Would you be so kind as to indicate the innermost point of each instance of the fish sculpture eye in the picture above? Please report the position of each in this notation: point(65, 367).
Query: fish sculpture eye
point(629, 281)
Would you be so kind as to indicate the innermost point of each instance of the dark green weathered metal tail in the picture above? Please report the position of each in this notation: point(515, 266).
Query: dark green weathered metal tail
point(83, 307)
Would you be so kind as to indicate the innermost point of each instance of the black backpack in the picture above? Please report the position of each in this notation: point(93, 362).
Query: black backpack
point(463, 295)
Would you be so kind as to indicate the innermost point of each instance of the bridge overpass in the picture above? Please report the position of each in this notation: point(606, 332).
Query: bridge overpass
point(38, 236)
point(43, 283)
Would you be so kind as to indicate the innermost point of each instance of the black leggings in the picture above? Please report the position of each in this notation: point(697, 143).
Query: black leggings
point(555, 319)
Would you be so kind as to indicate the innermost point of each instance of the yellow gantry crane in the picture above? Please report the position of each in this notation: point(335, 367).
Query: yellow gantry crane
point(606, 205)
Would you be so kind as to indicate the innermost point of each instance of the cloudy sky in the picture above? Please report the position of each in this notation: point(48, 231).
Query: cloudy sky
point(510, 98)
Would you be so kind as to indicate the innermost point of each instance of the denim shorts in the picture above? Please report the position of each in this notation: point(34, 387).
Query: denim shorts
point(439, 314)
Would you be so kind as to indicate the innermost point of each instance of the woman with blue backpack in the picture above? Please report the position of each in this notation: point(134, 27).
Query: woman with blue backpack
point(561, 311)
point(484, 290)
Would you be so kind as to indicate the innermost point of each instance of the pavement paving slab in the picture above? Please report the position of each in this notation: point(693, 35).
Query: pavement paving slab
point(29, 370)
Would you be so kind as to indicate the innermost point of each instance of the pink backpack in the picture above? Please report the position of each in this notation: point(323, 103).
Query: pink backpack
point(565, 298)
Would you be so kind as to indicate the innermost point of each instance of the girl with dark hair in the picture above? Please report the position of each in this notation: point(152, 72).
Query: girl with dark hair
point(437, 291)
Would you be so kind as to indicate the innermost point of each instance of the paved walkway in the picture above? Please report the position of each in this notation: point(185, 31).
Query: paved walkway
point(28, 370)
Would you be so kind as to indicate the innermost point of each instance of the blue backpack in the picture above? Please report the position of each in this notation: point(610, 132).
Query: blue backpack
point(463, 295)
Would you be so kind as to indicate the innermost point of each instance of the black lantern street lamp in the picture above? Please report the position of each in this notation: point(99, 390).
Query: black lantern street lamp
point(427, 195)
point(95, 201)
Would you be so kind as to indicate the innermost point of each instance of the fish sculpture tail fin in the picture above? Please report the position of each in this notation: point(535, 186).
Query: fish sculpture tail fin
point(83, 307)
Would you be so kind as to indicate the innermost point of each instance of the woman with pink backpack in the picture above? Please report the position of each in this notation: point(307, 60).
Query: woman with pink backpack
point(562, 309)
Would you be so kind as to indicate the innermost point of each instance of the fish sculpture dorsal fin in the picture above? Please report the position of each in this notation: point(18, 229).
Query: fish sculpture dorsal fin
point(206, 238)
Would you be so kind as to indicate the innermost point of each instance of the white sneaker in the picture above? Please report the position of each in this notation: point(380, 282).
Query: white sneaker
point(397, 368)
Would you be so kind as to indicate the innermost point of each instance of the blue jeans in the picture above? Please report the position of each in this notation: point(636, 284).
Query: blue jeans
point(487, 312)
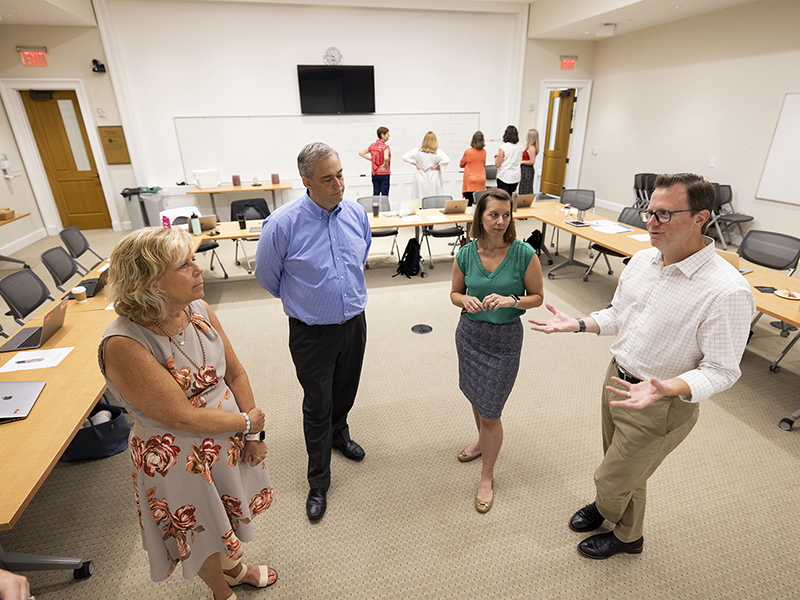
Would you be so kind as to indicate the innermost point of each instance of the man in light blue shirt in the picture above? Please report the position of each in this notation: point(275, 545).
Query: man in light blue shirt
point(311, 255)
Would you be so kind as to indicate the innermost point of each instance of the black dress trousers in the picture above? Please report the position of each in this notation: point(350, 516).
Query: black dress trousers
point(327, 360)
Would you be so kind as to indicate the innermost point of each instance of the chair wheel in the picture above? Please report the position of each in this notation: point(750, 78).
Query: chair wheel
point(84, 571)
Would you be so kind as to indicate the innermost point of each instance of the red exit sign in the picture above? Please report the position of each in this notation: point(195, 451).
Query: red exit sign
point(33, 57)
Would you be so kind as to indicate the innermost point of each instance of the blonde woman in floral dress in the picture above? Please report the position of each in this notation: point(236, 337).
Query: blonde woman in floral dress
point(197, 446)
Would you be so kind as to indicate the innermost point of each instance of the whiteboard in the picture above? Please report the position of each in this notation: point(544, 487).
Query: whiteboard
point(779, 178)
point(258, 146)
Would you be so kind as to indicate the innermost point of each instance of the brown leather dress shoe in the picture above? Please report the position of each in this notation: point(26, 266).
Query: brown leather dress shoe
point(606, 545)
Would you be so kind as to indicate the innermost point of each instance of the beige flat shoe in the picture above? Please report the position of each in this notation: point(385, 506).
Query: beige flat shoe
point(266, 577)
point(484, 507)
point(464, 457)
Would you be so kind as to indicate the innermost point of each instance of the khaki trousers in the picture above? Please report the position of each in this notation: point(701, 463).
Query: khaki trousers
point(635, 442)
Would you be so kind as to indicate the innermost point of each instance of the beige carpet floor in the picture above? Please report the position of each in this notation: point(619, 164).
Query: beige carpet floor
point(722, 511)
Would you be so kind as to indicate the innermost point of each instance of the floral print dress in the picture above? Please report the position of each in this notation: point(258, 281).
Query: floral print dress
point(194, 495)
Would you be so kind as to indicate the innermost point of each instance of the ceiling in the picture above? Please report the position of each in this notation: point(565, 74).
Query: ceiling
point(549, 19)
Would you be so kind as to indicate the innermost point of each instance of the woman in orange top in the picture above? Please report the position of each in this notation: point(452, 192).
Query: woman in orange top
point(473, 163)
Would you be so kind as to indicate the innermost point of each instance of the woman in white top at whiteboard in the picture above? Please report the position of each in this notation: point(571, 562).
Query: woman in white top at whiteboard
point(508, 160)
point(429, 161)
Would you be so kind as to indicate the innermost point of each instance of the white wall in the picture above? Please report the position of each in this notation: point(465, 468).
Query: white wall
point(211, 59)
point(670, 98)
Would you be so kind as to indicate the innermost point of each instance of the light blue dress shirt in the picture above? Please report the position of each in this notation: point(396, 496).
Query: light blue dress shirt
point(313, 260)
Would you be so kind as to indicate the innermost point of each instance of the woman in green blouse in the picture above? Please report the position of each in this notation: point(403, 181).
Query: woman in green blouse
point(496, 278)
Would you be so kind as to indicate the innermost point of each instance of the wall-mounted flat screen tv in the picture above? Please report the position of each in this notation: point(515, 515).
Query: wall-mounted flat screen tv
point(336, 89)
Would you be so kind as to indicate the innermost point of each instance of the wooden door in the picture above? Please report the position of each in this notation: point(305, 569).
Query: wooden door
point(556, 141)
point(57, 125)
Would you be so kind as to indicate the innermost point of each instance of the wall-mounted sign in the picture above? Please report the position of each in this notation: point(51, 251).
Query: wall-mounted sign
point(568, 62)
point(33, 57)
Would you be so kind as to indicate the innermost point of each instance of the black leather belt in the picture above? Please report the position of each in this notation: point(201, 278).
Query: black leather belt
point(627, 377)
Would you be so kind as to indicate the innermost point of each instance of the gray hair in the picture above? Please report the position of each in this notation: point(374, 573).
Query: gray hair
point(313, 152)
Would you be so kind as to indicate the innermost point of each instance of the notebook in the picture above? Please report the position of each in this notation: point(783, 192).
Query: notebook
point(30, 338)
point(409, 207)
point(455, 207)
point(733, 258)
point(17, 399)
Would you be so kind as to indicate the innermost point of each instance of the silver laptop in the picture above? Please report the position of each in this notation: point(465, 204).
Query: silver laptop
point(455, 207)
point(409, 207)
point(17, 398)
point(30, 338)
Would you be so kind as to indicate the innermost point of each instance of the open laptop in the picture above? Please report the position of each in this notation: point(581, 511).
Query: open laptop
point(409, 207)
point(455, 207)
point(525, 200)
point(17, 399)
point(30, 338)
point(733, 258)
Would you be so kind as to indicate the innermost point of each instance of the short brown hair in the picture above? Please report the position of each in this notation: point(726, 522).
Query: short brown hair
point(138, 262)
point(699, 192)
point(477, 220)
point(478, 141)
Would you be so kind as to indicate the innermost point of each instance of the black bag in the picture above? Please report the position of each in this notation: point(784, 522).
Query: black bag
point(411, 263)
point(100, 441)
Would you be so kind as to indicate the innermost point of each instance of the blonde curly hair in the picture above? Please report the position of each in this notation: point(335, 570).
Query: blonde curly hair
point(138, 262)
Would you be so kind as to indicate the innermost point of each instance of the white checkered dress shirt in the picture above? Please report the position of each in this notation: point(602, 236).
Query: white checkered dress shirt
point(689, 320)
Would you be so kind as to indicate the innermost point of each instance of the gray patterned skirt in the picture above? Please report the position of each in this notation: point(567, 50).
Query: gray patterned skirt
point(488, 362)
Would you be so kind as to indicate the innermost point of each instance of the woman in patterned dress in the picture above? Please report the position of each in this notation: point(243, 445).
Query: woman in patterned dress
point(197, 444)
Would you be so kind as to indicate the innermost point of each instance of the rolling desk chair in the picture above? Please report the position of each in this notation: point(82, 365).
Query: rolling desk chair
point(251, 208)
point(383, 205)
point(774, 251)
point(429, 231)
point(61, 266)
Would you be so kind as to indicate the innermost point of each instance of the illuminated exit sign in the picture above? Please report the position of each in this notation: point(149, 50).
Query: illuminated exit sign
point(568, 62)
point(33, 57)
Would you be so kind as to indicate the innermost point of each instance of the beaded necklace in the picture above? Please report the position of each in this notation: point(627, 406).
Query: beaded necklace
point(178, 346)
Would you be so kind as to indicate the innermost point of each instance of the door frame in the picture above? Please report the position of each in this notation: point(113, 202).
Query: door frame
point(583, 93)
point(34, 167)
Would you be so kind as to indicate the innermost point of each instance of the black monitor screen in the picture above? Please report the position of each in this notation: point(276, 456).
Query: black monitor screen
point(335, 89)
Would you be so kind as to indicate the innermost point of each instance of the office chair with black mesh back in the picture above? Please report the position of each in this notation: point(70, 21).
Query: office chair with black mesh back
point(180, 216)
point(429, 231)
point(725, 215)
point(61, 266)
point(24, 292)
point(582, 200)
point(252, 209)
point(628, 216)
point(383, 205)
point(77, 245)
point(775, 251)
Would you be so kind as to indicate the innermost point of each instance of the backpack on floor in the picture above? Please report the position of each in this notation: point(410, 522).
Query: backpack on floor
point(411, 263)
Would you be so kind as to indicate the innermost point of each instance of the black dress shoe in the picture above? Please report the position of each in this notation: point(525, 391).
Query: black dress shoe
point(316, 504)
point(586, 519)
point(605, 545)
point(351, 450)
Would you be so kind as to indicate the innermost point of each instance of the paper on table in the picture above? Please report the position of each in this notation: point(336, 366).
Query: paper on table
point(605, 226)
point(35, 359)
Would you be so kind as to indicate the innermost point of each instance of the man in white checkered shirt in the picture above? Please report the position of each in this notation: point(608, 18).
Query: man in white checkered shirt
point(681, 315)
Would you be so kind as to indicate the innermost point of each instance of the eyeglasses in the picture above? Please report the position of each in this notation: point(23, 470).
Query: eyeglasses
point(662, 215)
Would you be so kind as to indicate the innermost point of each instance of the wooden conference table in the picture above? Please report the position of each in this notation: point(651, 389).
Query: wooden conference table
point(245, 187)
point(30, 448)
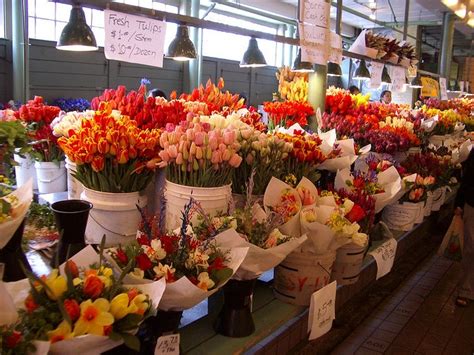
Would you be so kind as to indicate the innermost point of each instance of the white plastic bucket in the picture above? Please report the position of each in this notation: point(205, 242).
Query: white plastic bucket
point(74, 186)
point(113, 214)
point(213, 200)
point(51, 177)
point(25, 170)
point(428, 204)
point(349, 259)
point(401, 217)
point(301, 274)
point(438, 198)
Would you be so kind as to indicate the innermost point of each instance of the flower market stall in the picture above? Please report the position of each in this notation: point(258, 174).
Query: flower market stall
point(238, 198)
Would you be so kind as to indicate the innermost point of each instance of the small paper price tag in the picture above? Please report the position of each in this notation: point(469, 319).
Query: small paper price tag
point(167, 344)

→ PROBLEM DESCRIPTION: Please repeat the records above word for word, from the line containing "notation: point(323, 103)." through the line containing "point(206, 238)".

→ FINISHED EXERCISE:
Would you be so kind as to indicate the innermost point of each instance of the pink backpack in the picture above? Please report the position of each in this notation: point(323, 103).
Query: pink backpack
point(565, 298)
Would you be so kind as to indicate the innermost point of each instance of the girl with dark hair in the picture above? Please report the position of each in this notation: point(152, 72).
Query: girl with dark hair
point(437, 291)
Would you be so kind as to indicate the innermost point of each instance of the paved walkway in the picture above? Please report the position of each in this notation: point(185, 31).
Query: paved walkway
point(28, 370)
Would you be so kind as to indicate the innermost point of each instance of the blue backpack in the picture above? Please report the position of each in this notation: point(610, 132).
Query: blue backpack
point(463, 295)
Would you be so kind as to indicate the innermost point of each instance of the black lantern street lamp in the picture above? Please report the position of each in this notation: point(99, 390).
Query: black lantern street lamp
point(427, 195)
point(95, 201)
Would you be so kind as to indicate the innermost point of each instance of the fish sculpture tail fin in the picture above? Please report the position of each in this notation: point(535, 186).
Query: fish sculpture tail fin
point(83, 307)
Would you be so kind as to indicate the innermost point of each instance of the woman with pink backpack in the picture above? Please report the position of each in this notation: point(307, 60).
Query: woman with pink backpack
point(562, 309)
Would you be so kind as to indicate the innermost point of each instance of the fish sculpture dorsal fin in the picture above? Please report the position of each in this notation: point(18, 229).
Query: fish sculpture dorsal fin
point(206, 238)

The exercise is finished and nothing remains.